▶ Data section

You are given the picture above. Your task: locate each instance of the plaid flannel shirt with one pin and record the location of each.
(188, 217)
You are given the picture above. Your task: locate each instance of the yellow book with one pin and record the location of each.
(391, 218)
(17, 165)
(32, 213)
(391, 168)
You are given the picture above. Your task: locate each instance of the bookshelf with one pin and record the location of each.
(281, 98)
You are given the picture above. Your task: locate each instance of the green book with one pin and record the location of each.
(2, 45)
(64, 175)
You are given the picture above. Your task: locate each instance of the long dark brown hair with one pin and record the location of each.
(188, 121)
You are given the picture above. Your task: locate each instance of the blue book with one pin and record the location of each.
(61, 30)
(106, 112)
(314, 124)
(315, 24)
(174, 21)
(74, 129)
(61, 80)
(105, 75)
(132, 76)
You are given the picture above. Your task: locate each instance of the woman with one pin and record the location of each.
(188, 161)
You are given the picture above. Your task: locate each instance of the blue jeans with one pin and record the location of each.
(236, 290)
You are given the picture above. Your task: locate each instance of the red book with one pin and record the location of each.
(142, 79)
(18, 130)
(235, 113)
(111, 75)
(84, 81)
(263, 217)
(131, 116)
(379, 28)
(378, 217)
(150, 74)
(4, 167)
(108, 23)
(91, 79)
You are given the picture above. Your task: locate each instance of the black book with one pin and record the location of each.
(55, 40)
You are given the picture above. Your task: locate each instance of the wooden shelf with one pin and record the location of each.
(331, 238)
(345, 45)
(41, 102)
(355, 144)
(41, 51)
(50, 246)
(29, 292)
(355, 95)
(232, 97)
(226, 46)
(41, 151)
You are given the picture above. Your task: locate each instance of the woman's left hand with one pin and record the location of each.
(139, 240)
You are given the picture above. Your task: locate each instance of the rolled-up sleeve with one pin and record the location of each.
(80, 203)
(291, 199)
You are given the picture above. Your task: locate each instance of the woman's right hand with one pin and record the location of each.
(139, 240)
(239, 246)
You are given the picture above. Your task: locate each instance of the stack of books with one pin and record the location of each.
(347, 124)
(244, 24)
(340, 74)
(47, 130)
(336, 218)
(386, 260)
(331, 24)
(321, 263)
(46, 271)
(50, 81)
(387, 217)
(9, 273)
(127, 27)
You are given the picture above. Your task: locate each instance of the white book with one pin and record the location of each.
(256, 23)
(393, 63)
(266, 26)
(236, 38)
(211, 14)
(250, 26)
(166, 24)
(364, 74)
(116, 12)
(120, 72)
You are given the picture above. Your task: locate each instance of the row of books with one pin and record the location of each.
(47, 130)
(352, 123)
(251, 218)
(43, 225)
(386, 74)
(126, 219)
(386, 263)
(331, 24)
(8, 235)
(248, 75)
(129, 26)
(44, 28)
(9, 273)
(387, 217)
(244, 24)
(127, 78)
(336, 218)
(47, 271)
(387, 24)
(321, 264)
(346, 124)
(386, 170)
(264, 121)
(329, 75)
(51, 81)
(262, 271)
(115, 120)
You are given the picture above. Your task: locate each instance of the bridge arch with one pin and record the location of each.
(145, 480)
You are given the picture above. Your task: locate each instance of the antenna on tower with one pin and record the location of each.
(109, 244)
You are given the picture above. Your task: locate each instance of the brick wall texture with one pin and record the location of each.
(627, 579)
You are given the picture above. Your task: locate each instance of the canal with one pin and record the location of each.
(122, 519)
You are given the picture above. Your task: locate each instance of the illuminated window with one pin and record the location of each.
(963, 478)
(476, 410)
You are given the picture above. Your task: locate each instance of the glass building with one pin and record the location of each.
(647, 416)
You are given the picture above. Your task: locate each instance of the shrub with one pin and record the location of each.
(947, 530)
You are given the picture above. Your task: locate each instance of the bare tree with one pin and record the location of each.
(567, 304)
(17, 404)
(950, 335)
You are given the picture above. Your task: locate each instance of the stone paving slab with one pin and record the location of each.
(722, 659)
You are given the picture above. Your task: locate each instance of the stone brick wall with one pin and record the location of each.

▶ The request
Copy every one of the records above word for word, keeping each line exactly as it appears.

▶ Expected answer
You are given the picture above. Your task: locate each instance of the plaid flannel shirt with one pin and record the location of each.
(188, 217)
You are given the picture above. Your task: locate each instance of the yellow book with one pin and record the location of each.
(391, 218)
(17, 165)
(32, 213)
(391, 168)
You are given the picture above. Your task: locate each instance of the bookshelf with one pin and record the location of each.
(281, 98)
You are given the picture above. Your task: locate each instance of the green book with one pin and record the location of each.
(2, 45)
(64, 175)
You are given the picture above. Your task: locate each instance of the long dark brown hair with one pin and record the location of each.
(188, 121)
You are given the picture above. Your task: locate each instance of the blue book with one pin and record the location of each.
(61, 30)
(106, 112)
(314, 124)
(315, 24)
(174, 21)
(74, 129)
(61, 80)
(105, 75)
(132, 76)
You are given the picture above. Your task: locate each instance of the woman with one pin and record the location of each.
(188, 161)
You are given the picture above. Your task: locate each instance of the blue jeans with one pin and record the location of each.
(236, 290)
You are given the picture above. Your task: locate each instance of the red book with one pin and record the location of each.
(142, 79)
(18, 130)
(235, 113)
(111, 75)
(84, 81)
(263, 217)
(131, 116)
(379, 28)
(378, 217)
(150, 74)
(4, 167)
(108, 23)
(91, 79)
You are given the picture above. Your task: locate each instance of the black book with one pin and record the location of each.
(55, 40)
You are given the picture above. Your task: locate each instance of the wooden shelf with one pin and record the location of each.
(331, 238)
(345, 45)
(41, 102)
(355, 144)
(41, 51)
(50, 246)
(29, 292)
(355, 95)
(232, 97)
(226, 46)
(41, 151)
You are given the picture above. Your task: locate each instance of the woman's left hand with one pin and record the location of each.
(139, 240)
You are given the picture above. Your task: locate each instance of the rolled-up sleeve with one pin and record the location of each.
(80, 203)
(291, 199)
You are given the picture above. Your task: locate each instance of the woman's right hand with one pin and record the location of each.
(139, 240)
(239, 246)
You are given the picture above. Your task: locate each instance of the stack of books with one pin and record the location of each.
(347, 124)
(244, 24)
(340, 74)
(47, 130)
(336, 218)
(386, 260)
(331, 24)
(321, 263)
(46, 271)
(50, 81)
(387, 217)
(9, 273)
(127, 27)
You are given the picture above. Your task: locate each instance of the white book with one pin and record the location of each.
(256, 23)
(393, 63)
(266, 26)
(236, 38)
(211, 14)
(250, 26)
(166, 24)
(364, 74)
(116, 12)
(120, 72)
You are given the picture above. Your task: locate each instance of the row of books with one pin and record the location of each.
(47, 130)
(352, 123)
(251, 218)
(43, 225)
(386, 74)
(126, 219)
(386, 263)
(331, 24)
(8, 235)
(248, 75)
(129, 26)
(44, 28)
(9, 273)
(387, 217)
(244, 24)
(127, 78)
(336, 218)
(47, 271)
(387, 24)
(321, 264)
(346, 124)
(386, 170)
(264, 121)
(329, 75)
(51, 81)
(262, 271)
(115, 120)
You are given the picture above. Your task: locate each instance of the bridge arch with one pin and record the location of each.
(145, 480)
You are given the picture above. Your task: locate each instance of the antenna on tower with one pin and record the location of each.
(109, 244)
You are given the picture above. Your task: locate each instance of the brick wall texture with one pin and record the location of each.
(627, 579)
You are given the picture above. Your task: locate each instance of the canal with one pin and record the location of each.
(122, 519)
You are given the picture above. Your task: locate each instance of the illuminated window with one pin and record the location of each.
(963, 478)
(476, 410)
You are given the picture above. Your task: locate each instance of the glass building with one pin and record the location of each.
(647, 416)
You are given the picture above. Your task: locate each instance of the shrub with one pin and record the location of each.
(947, 530)
You are given the picture above. Your task: locate each instance of the bare tree with one pin and record the location of each.
(567, 304)
(17, 404)
(950, 335)
You are given the picture above. Your task: locate each instance of the stone paving slab with one pin and record the location of each.
(722, 659)
You are given the picture above. Your task: locate each instance of the stone brick wall with one pin and record the location of each.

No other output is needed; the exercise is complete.